[Start of section]

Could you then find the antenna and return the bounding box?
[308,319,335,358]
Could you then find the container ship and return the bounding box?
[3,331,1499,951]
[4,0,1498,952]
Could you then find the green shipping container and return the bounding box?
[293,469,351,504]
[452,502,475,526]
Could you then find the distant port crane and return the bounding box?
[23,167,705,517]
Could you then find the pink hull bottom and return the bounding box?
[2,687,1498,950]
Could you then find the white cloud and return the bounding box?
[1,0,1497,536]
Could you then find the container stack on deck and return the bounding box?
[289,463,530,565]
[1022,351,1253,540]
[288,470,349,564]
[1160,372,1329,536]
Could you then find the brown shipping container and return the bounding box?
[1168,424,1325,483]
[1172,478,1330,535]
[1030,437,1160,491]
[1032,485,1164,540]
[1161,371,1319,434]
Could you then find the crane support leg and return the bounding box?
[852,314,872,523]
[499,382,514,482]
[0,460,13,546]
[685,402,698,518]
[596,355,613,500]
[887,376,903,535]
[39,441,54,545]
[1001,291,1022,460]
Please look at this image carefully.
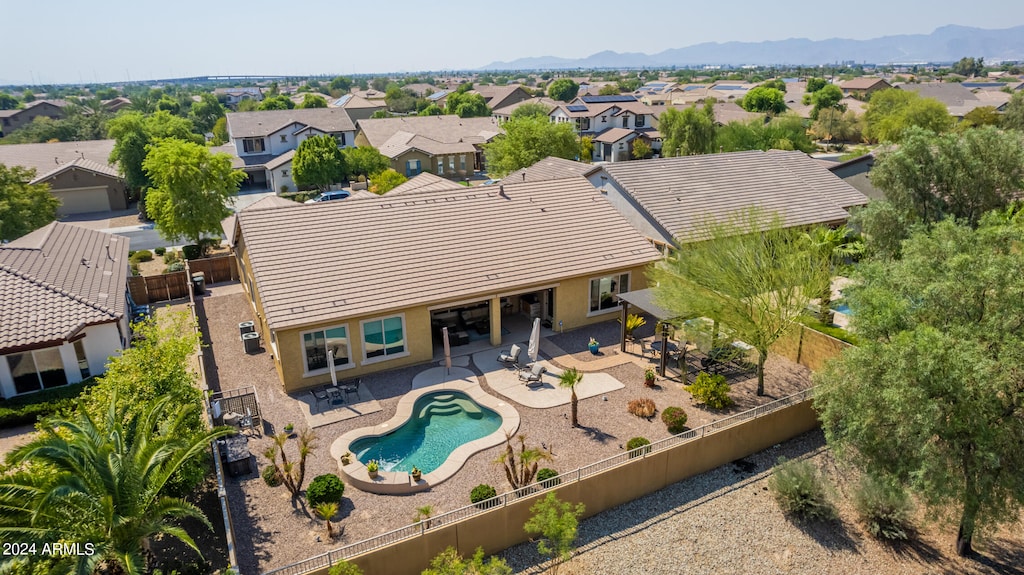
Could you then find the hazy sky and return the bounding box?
[5,0,1024,85]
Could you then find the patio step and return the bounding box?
[451,399,483,418]
[419,403,463,418]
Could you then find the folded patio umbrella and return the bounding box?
[528,318,541,363]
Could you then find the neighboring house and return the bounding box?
[588,150,869,252]
[897,82,1009,118]
[0,222,131,398]
[499,156,600,185]
[549,95,656,161]
[491,97,559,123]
[101,97,133,113]
[225,108,357,191]
[839,78,892,100]
[214,87,264,108]
[351,89,387,101]
[227,176,661,391]
[0,139,128,215]
[383,172,465,195]
[818,152,884,200]
[469,85,533,111]
[0,100,69,137]
[354,115,502,177]
[593,128,638,162]
[330,94,387,122]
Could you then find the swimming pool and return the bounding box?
[350,391,502,474]
[832,303,852,315]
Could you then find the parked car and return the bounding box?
[304,190,351,204]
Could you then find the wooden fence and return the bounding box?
[127,255,237,304]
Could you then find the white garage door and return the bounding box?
[53,186,112,216]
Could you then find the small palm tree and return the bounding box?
[414,505,434,529]
[0,394,233,575]
[558,367,583,427]
[801,226,864,323]
[315,502,340,539]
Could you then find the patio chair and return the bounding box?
[498,344,521,366]
[518,363,546,384]
[639,340,655,361]
[342,378,360,401]
[310,388,329,414]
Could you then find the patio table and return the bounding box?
[326,386,344,405]
[650,340,679,354]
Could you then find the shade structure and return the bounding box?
[328,348,338,387]
[527,318,541,363]
[442,326,452,374]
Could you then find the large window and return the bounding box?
[302,326,350,373]
[6,348,68,395]
[242,138,265,153]
[406,159,421,176]
[635,115,646,127]
[589,273,629,314]
[362,315,406,360]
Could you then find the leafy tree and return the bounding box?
[188,93,225,134]
[142,139,245,245]
[717,114,815,153]
[509,102,551,120]
[631,138,651,160]
[800,226,863,323]
[951,56,984,77]
[258,95,295,111]
[369,168,407,194]
[598,84,620,96]
[0,164,58,241]
[810,108,863,144]
[546,78,579,102]
[107,111,202,192]
[651,209,830,396]
[760,78,787,92]
[814,216,1024,556]
[523,493,585,574]
[370,77,389,91]
[422,547,512,575]
[343,146,391,179]
[558,367,583,427]
[617,78,641,93]
[329,560,364,575]
[293,134,347,192]
[864,89,953,143]
[445,91,489,118]
[1004,91,1024,132]
[329,76,352,93]
[297,93,328,110]
[0,394,232,574]
[266,82,280,96]
[740,86,786,114]
[579,136,594,163]
[958,106,1001,129]
[418,103,444,116]
[21,89,34,102]
[385,87,418,114]
[809,84,844,119]
[0,93,18,110]
[871,126,1024,226]
[659,104,716,156]
[155,95,181,115]
[211,116,229,145]
[482,116,579,177]
[237,99,259,112]
[806,77,828,93]
[370,109,391,119]
[847,200,910,261]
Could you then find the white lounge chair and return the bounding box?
[518,363,546,385]
[498,344,522,366]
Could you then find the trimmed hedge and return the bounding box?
[307,474,345,506]
[797,315,860,346]
[470,483,499,509]
[661,406,688,434]
[0,379,94,429]
[626,436,651,458]
[536,468,560,488]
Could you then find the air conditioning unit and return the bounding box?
[239,321,255,338]
[242,332,260,354]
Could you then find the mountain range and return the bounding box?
[480,25,1024,70]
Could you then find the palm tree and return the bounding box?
[558,367,583,427]
[801,226,864,324]
[0,394,233,575]
[315,502,340,538]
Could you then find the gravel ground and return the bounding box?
[500,430,1024,575]
[196,292,815,574]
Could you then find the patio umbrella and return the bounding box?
[442,326,452,375]
[527,317,541,364]
[327,348,338,387]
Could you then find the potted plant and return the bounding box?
[644,368,657,388]
[588,337,600,355]
[283,423,294,435]
[340,452,352,465]
[366,460,379,479]
[410,466,422,482]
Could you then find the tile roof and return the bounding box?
[237,177,661,331]
[593,127,636,144]
[898,82,978,107]
[0,139,117,178]
[339,94,385,109]
[30,157,121,184]
[384,172,465,196]
[226,108,356,139]
[500,156,601,185]
[598,150,868,241]
[357,115,503,152]
[264,149,295,170]
[840,77,890,90]
[0,222,129,349]
[491,97,559,117]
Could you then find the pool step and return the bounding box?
[419,404,463,418]
[416,394,487,419]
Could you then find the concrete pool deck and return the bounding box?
[331,366,520,494]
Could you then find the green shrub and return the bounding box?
[797,315,860,346]
[626,437,651,458]
[471,483,498,508]
[262,465,282,487]
[181,244,202,260]
[307,474,345,507]
[154,247,166,256]
[852,475,914,540]
[688,371,734,409]
[197,237,221,256]
[165,261,185,273]
[327,559,364,575]
[423,547,510,575]
[129,249,153,263]
[130,262,140,276]
[768,457,836,521]
[0,379,93,428]
[661,406,688,434]
[536,468,560,488]
[162,250,179,264]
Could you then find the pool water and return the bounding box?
[350,391,502,474]
[832,303,852,315]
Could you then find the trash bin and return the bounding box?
[238,321,255,338]
[191,272,206,295]
[242,332,260,354]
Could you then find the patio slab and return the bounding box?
[472,344,625,409]
[295,387,382,429]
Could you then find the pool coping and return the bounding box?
[330,367,521,494]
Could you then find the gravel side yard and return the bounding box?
[501,430,1023,575]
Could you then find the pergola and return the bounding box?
[616,288,684,377]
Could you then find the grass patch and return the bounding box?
[797,315,860,346]
[0,379,95,428]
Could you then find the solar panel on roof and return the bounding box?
[581,95,638,103]
[713,85,746,91]
[566,104,588,112]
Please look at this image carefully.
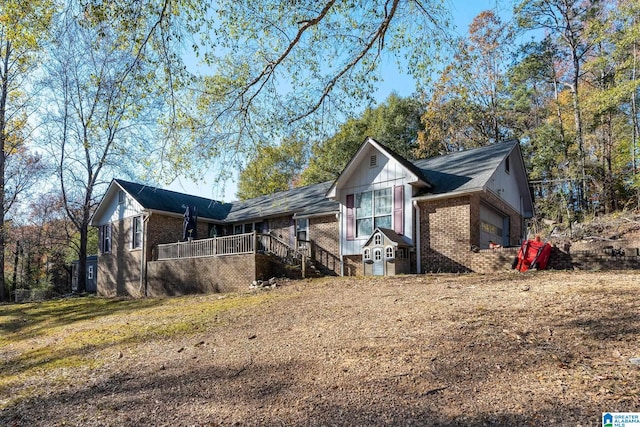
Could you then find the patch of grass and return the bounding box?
[0,291,281,408]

[End of section]

### [Aim of the task]
Write out the data above in full and exactly, but without the pictures.

### [Your response]
Could you then find the antenna and return the bounding box?
[308,319,335,358]
Could you then find the container ship and return the bounding box?
[3,331,1499,951]
[4,0,1498,952]
Could you then find the green shipping container and return the bounding box?
[293,469,351,504]
[452,502,475,526]
Could you then find the distant port crane and return the bounding box?
[23,167,705,517]
Could you then find the pink hull bottom and return the bounding box?
[2,687,1498,950]
Could you then find the white cloud and return the bounding box?
[1,0,1497,536]
Could you then find the container stack on deck and return the bounding box?
[289,463,530,565]
[1022,351,1253,540]
[288,470,349,564]
[1160,372,1329,536]
Could you then find the brown shipping container and return the bounding box?
[1168,424,1325,483]
[1172,478,1330,535]
[1030,437,1160,491]
[1032,485,1164,540]
[1161,371,1319,434]
Could you then find the crane support leg and return the bounding box?
[852,314,872,523]
[499,382,514,482]
[0,460,13,546]
[685,402,698,518]
[596,355,613,500]
[887,376,903,535]
[39,441,54,545]
[1001,291,1022,460]
Please look at this image carefully.
Could you then find the hazy sky and return the bounding box?
[5,0,1024,85]
Could you then find the patio step and return the bounding box?
[451,399,483,418]
[419,403,463,418]
Could you then find the folded patio umbrella and return the bounding box?
[528,318,541,363]
Could you then find the neighboring house and return the bounding box?
[588,150,869,252]
[897,82,1009,118]
[0,222,131,398]
[499,156,600,185]
[549,95,656,161]
[491,97,559,123]
[101,97,133,113]
[225,108,357,191]
[839,78,892,100]
[214,87,264,108]
[351,89,387,101]
[227,176,661,391]
[0,139,128,215]
[383,172,465,195]
[818,152,884,200]
[469,85,533,111]
[0,100,69,137]
[354,115,502,177]
[593,128,638,162]
[330,94,387,122]
Could you then find the swimming pool and return the bounding box?
[350,391,502,474]
[832,303,852,315]
Could you then find the parked car and return the bounding box?
[304,190,351,204]
Could you then find the wooden fence and return the bounding box?
[127,255,237,304]
Could you then find the white garage door and return the bounding box?
[53,186,112,216]
Could you then find the small palm tree and return the bounding box?
[414,505,434,529]
[0,394,233,575]
[558,367,583,427]
[801,226,864,323]
[315,502,340,539]
Could you then find the patio chair and return the bounding box?
[498,344,521,366]
[518,363,546,384]
[639,340,655,361]
[342,378,360,401]
[310,388,329,414]
Could you then find the patio table and return the bounding box?
[326,386,344,405]
[650,340,679,354]
Could you then find the shade structure and return the bounding box?
[328,348,338,387]
[527,318,541,363]
[442,326,452,374]
Could you then find the large window and return the bounding box?
[302,326,350,373]
[6,348,68,395]
[242,138,265,153]
[406,159,421,176]
[635,115,646,127]
[589,273,629,314]
[362,315,406,360]
Could you then find the leafy tree and return the bounding box?
[188,93,225,134]
[142,139,245,245]
[717,114,815,153]
[509,102,551,120]
[631,138,651,160]
[800,226,863,323]
[951,56,984,77]
[258,95,295,111]
[369,168,407,194]
[598,84,620,96]
[0,164,58,241]
[810,108,863,144]
[546,78,579,102]
[107,111,202,192]
[651,209,830,396]
[760,78,787,92]
[814,216,1024,556]
[523,493,585,574]
[370,77,389,91]
[422,547,512,575]
[343,146,391,179]
[558,367,583,427]
[617,78,641,93]
[329,560,364,575]
[293,134,347,192]
[864,89,953,143]
[445,91,489,118]
[1004,91,1024,132]
[329,76,352,93]
[297,93,328,110]
[0,394,232,574]
[266,82,280,96]
[740,86,786,114]
[579,136,594,163]
[958,106,1001,129]
[418,103,444,116]
[21,89,34,102]
[385,87,418,114]
[809,84,844,119]
[0,93,18,110]
[871,126,1024,226]
[659,104,716,156]
[155,95,181,115]
[211,116,229,145]
[482,116,579,177]
[237,99,259,112]
[806,77,828,93]
[370,109,391,119]
[847,200,910,261]
Could you then find the white lounge chair and return the bounding box?
[518,363,546,385]
[498,344,522,366]
Could you then find the trimmed hedge and return the bounding box?
[307,474,345,506]
[797,315,860,346]
[470,483,499,509]
[661,406,688,434]
[0,379,94,429]
[626,436,651,458]
[536,468,560,488]
Could you then find the air conditioning unit and return the bounding box?
[239,321,255,338]
[242,332,260,354]
Could you then find the mountain range and return the bounding box?
[480,25,1024,70]
Could you then find the palm tree and return the bounding box?
[558,367,583,427]
[801,226,864,324]
[0,394,233,575]
[315,502,340,538]
Could you then find the gravel ground and return the bounding box?
[500,430,1024,575]
[196,292,815,574]
Could you then find the patio umbrella and return the bounding box?
[442,326,452,375]
[527,317,541,364]
[327,348,338,387]
Could you then find the potted plant and return the bounding box?
[644,368,657,388]
[588,337,600,355]
[283,423,294,435]
[340,452,352,465]
[366,460,379,479]
[410,466,422,482]
Could you then find the tile roof and return the bounding box?
[237,177,661,331]
[593,127,636,144]
[898,82,978,107]
[0,139,117,178]
[339,94,385,109]
[30,157,121,184]
[384,172,465,196]
[226,108,356,139]
[500,156,601,185]
[598,150,868,241]
[357,115,503,152]
[264,149,295,170]
[840,77,890,90]
[0,222,129,349]
[491,97,559,117]
Could you then find the pool step and return the bounding box?
[419,404,463,418]
[416,394,487,419]
Could you then find the concrete pool deck and return the bounding box?
[331,366,520,494]
Could you then find the green shrub and return the bounding box?
[797,315,860,346]
[626,437,651,458]
[471,483,498,508]
[262,465,282,487]
[181,244,202,260]
[307,474,345,507]
[154,247,166,256]
[852,475,914,540]
[688,371,734,409]
[197,237,221,256]
[165,261,185,273]
[327,559,364,575]
[423,547,510,575]
[129,249,153,263]
[130,262,140,276]
[768,457,836,521]
[0,379,93,428]
[661,406,688,434]
[536,468,560,488]
[162,250,179,264]
Could you then find the pool water and return the bounding box?
[350,391,502,474]
[832,303,852,315]
Could you then find the trash bin and return the bounding box?
[238,321,255,338]
[191,272,206,295]
[242,332,260,354]
Could you then find the patio slab and return the bounding box?
[472,344,625,409]
[295,387,382,429]
Could you then find the pool coping and return the bounding box?
[330,367,521,494]
Could you then find the gravel side yard and return the bounding box?
[501,430,1023,575]
Could you then find the pergola and return the bounding box?
[616,288,684,377]
Could you then find the grass patch and return the bounding box?
[797,315,860,346]
[0,379,95,428]
Could you then find the solar panel on roof and return the bounding box?
[581,95,638,103]
[713,85,746,91]
[566,104,588,112]
Please look at this image carefully.
Could you then find the patch of grass and return the bounding box?
[0,291,281,408]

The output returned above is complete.